• _EXCERPTED TEXT_:
Non-governmental organization

The SING Campaign is a UK-based, non-governmental, nonprofit organization founded by artist/activist Annie Lennox which aims to raise funds and awareness for issues surrounding HIV/AIDS. The money raised by SING is used to help prevent the spread of HIV in South Africa, and also to support those currently living with HIV. Comic Relief manages the SING fund, and assists in co-ordinating the SING campaign.

==History==
In 2003, Annie Lennox and David A. Stewart were invited to perform at the series of the 46664 charity concerts. The event took place in Cape Town, South Africa, where Lennox would realise the scale of the HIV/AIDS problem in the country.

In the spring of 2007, Annie Lennox invited 23 of the most internationally acclaimed female artists including Madonna, Celine Dion, Joss Stone and Pink to record their vocals on the song "Sing". The recording incorporates the South African activist song, "Jikelele", which means "global treatment". "Jikelele" was written and recorded by The Generics, who are all members of the Treatment Action Campaign (TAC), the main beneficiary of SING funds. "Jikelele" calls for the implementation of the Prevention of Mother-to-Child Transmission programme across South Africa.

• _EXCERPTED RECORDS_:
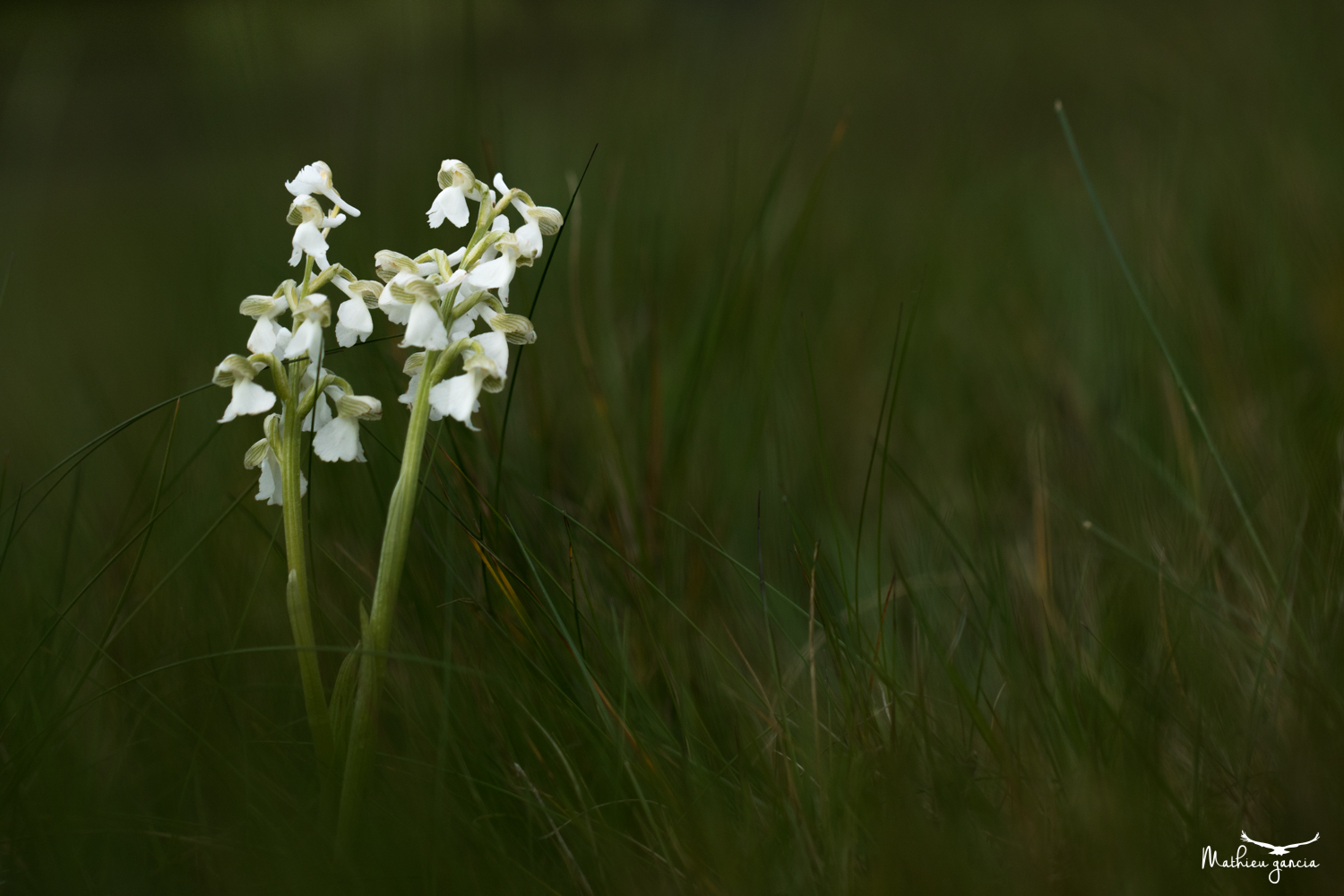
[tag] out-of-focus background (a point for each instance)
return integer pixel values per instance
(780, 193)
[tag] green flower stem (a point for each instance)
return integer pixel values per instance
(390, 564)
(296, 589)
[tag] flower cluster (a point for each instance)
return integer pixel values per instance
(440, 297)
(293, 354)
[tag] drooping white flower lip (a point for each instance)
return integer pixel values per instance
(316, 177)
(309, 220)
(424, 327)
(247, 397)
(449, 204)
(339, 440)
(354, 323)
(314, 314)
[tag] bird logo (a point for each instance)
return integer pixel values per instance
(1279, 850)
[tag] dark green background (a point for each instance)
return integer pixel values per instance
(776, 185)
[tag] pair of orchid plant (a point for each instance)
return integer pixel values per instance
(440, 298)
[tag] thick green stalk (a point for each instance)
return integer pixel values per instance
(390, 563)
(296, 589)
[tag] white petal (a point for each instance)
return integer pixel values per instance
(495, 273)
(308, 180)
(306, 340)
(530, 239)
(456, 397)
(338, 441)
(309, 239)
(408, 398)
(354, 323)
(453, 281)
(247, 398)
(496, 349)
(395, 311)
(340, 203)
(462, 327)
(269, 487)
(263, 339)
(319, 417)
(449, 204)
(425, 330)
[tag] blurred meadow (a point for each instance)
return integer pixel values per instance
(851, 532)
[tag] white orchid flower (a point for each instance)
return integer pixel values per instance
(268, 336)
(354, 323)
(397, 311)
(322, 413)
(459, 185)
(515, 328)
(486, 368)
(263, 454)
(497, 273)
(339, 440)
(309, 220)
(247, 397)
(414, 366)
(537, 220)
(317, 179)
(424, 327)
(312, 314)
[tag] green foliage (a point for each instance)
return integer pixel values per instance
(851, 533)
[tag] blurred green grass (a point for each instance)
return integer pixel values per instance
(779, 193)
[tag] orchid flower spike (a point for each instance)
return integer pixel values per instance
(317, 179)
(459, 185)
(486, 365)
(312, 314)
(354, 323)
(339, 440)
(268, 336)
(263, 454)
(247, 398)
(537, 220)
(309, 222)
(414, 367)
(424, 327)
(322, 413)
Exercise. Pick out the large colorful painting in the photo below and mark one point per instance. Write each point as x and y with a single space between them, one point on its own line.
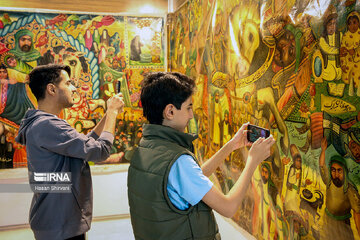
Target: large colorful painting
291 67
103 56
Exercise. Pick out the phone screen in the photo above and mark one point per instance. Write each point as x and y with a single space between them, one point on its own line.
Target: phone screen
255 132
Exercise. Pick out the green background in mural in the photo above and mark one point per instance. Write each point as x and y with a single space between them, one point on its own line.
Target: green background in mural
291 67
96 47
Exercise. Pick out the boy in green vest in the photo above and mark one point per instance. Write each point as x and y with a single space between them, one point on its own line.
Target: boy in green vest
170 195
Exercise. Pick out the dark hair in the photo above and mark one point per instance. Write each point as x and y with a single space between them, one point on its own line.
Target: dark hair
352 17
41 76
162 88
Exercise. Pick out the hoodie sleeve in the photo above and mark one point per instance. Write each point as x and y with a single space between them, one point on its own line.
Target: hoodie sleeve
59 137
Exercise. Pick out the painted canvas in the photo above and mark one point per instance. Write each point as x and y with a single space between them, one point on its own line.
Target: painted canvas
291 67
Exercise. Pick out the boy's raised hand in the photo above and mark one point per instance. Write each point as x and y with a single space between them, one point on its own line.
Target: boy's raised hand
240 138
260 150
116 103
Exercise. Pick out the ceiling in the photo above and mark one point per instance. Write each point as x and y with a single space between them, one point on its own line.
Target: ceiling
156 7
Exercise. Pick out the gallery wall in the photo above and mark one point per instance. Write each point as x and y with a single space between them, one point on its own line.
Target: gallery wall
291 67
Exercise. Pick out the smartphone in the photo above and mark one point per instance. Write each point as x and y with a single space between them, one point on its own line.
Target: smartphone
254 132
118 86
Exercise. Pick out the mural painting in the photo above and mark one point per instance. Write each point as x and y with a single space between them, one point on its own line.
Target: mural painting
99 51
291 67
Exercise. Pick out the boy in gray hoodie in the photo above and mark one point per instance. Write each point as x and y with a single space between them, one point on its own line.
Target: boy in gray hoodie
52 145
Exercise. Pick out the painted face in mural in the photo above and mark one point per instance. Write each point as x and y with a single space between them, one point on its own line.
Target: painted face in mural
217 97
353 24
3 73
264 175
355 149
183 115
66 91
74 63
331 27
25 43
337 174
298 162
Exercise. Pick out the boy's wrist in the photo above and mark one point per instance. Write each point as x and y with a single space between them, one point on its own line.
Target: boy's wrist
112 112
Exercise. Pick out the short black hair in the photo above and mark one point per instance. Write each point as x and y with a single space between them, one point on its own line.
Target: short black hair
2 66
162 88
41 76
352 17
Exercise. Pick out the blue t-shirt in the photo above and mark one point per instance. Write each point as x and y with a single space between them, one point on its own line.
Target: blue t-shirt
187 184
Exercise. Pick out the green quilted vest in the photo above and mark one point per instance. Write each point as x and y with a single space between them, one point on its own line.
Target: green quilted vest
153 216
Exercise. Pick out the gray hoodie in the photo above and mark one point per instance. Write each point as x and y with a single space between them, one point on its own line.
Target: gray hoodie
52 145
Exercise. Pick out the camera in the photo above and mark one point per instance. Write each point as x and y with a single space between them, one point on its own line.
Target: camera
254 132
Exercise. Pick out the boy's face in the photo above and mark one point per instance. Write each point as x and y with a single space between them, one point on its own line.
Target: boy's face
183 115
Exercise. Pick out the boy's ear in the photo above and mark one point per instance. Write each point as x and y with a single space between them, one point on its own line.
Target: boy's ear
169 112
50 89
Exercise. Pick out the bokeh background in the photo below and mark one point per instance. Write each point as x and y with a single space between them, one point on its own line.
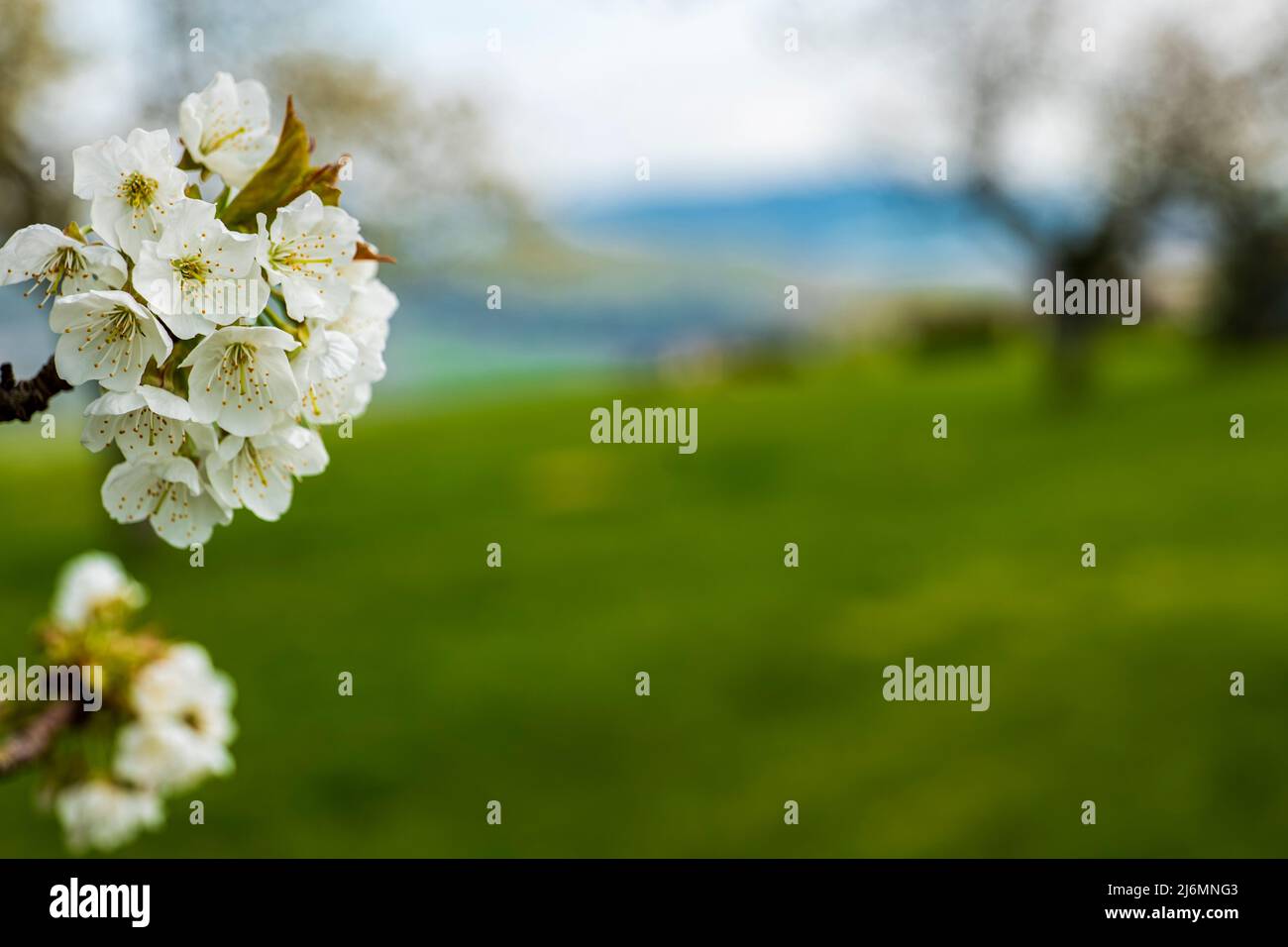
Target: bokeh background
497 145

• _EXERCISE TASKS_:
**1.** List every female artist the SING Campaign excerpt names as recording vocals on the song "Sing".
**2.** From the SING Campaign excerpt, reproduce word for word the passage beginning with the words containing "The SING Campaign is" and ending with "the SING campaign.".

• _TASK RESULTS_:
**1.** Madonna, Celine Dion, Joss Stone, Pink

**2.**
The SING Campaign is a UK-based, non-governmental, nonprofit organization founded by artist/activist Annie Lennox which aims to raise funds and awareness for issues surrounding HIV/AIDS. The money raised by SING is used to help prevent the spread of HIV in South Africa, and also to support those currently living with HIV. Comic Relief manages the SING fund, and assists in co-ordinating the SING campaign.